• _Try it_: Work through the records below and tally every line containing "tree". Reply with the total alone.

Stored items
--
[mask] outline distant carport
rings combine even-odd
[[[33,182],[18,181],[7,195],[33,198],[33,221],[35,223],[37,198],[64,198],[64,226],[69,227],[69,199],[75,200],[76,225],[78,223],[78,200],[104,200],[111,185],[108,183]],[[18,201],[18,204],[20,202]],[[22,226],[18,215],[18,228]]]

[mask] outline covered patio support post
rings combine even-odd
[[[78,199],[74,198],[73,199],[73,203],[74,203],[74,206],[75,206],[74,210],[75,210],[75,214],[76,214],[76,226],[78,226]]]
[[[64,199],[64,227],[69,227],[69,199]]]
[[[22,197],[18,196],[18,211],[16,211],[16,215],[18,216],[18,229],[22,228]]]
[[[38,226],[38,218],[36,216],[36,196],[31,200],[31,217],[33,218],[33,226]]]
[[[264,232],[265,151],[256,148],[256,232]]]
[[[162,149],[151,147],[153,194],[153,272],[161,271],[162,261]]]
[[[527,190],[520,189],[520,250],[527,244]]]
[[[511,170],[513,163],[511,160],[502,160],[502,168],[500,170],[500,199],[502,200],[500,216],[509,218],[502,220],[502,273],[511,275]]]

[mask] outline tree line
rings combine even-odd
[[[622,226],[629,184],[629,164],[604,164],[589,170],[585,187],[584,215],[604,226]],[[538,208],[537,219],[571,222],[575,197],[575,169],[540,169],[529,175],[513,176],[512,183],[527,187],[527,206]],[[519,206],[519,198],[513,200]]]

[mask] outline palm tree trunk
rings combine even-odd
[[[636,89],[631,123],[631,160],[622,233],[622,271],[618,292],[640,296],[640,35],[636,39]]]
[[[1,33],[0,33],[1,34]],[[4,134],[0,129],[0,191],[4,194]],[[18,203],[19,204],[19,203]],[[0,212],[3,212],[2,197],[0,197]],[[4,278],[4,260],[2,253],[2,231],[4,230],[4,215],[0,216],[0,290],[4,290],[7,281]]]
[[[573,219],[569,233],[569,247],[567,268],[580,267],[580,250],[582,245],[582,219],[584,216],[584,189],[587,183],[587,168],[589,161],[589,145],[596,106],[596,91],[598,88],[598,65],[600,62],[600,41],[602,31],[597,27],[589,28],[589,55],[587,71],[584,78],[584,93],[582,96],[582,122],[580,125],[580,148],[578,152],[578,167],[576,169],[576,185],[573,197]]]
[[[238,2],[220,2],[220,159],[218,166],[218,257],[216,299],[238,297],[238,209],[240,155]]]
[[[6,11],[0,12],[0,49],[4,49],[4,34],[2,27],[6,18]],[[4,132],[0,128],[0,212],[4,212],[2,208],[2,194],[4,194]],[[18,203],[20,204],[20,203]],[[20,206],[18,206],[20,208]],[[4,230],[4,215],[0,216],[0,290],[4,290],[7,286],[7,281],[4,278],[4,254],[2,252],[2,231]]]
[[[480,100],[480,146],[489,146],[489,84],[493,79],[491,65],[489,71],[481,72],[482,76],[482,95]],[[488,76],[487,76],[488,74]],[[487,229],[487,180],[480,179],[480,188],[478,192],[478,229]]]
--
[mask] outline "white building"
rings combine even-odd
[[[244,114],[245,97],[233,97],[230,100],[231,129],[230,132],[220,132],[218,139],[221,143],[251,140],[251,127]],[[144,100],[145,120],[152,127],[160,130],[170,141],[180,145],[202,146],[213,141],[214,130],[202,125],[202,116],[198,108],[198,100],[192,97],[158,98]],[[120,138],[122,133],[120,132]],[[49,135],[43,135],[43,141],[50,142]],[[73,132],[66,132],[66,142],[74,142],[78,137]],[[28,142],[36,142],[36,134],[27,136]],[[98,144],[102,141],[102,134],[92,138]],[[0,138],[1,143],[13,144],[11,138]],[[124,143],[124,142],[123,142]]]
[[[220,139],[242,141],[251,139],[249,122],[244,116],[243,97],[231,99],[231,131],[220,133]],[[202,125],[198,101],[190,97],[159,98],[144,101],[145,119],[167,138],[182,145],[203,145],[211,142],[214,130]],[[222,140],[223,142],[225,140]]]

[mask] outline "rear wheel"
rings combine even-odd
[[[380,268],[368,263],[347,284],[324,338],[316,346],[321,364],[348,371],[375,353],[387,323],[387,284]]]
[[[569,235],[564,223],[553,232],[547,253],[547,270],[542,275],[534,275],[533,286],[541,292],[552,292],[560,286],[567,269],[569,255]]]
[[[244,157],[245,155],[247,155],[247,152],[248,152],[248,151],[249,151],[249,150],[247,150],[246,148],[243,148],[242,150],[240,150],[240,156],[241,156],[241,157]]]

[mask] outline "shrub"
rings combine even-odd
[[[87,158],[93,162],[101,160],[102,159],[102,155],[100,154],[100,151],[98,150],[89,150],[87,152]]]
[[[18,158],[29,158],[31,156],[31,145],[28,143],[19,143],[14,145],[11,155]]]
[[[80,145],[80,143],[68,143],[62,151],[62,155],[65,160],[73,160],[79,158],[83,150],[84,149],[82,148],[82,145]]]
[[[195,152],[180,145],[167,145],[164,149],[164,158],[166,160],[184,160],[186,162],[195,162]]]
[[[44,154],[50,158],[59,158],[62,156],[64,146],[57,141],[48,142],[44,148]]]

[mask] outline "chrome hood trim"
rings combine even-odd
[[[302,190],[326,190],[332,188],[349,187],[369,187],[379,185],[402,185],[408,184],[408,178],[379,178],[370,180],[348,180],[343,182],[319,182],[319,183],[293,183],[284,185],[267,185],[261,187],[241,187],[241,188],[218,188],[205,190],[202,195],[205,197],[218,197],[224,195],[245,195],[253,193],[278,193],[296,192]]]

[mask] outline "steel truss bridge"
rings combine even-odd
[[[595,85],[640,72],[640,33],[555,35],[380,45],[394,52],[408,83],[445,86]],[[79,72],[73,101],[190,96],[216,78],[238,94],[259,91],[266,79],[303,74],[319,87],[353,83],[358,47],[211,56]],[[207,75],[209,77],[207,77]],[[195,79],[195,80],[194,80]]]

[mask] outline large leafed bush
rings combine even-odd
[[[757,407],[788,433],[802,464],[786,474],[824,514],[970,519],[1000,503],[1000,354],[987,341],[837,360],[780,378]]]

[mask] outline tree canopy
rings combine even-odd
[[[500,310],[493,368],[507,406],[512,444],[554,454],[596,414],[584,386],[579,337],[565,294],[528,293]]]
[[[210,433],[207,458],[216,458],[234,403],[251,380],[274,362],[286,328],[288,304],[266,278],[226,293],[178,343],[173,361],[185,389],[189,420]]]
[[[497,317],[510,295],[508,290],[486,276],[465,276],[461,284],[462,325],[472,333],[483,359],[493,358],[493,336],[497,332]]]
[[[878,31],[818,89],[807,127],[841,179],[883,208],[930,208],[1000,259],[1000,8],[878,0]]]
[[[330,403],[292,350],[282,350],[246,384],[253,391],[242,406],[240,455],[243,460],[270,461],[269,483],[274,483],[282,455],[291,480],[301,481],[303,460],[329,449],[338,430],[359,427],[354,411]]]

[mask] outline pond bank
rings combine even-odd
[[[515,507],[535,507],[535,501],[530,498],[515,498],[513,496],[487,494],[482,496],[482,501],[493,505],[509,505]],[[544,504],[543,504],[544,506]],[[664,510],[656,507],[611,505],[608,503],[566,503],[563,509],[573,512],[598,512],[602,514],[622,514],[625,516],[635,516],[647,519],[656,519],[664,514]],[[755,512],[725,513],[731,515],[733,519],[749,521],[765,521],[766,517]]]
--
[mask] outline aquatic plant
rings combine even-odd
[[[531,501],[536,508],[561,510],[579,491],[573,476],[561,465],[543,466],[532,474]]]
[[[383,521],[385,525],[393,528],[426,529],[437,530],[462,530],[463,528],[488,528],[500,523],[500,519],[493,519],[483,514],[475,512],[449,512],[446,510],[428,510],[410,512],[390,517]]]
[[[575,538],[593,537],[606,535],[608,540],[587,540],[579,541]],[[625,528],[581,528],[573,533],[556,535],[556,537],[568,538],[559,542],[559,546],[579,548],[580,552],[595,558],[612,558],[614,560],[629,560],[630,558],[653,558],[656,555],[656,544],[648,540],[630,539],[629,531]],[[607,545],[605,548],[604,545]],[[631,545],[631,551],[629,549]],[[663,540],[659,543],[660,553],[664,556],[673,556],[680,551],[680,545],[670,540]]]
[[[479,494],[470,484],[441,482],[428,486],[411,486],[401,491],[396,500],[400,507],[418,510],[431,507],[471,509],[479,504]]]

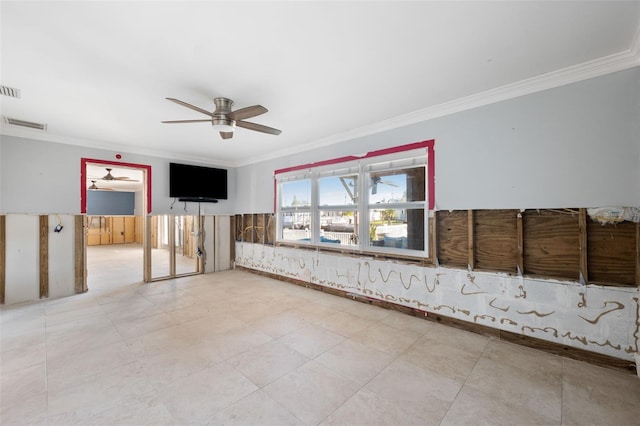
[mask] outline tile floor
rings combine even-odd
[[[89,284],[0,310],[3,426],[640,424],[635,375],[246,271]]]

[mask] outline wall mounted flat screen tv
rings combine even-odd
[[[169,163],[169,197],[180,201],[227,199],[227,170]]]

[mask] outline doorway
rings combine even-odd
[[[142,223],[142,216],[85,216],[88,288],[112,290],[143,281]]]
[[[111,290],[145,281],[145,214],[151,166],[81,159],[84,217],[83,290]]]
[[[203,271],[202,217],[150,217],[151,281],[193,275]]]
--
• _Exercise answer_: 3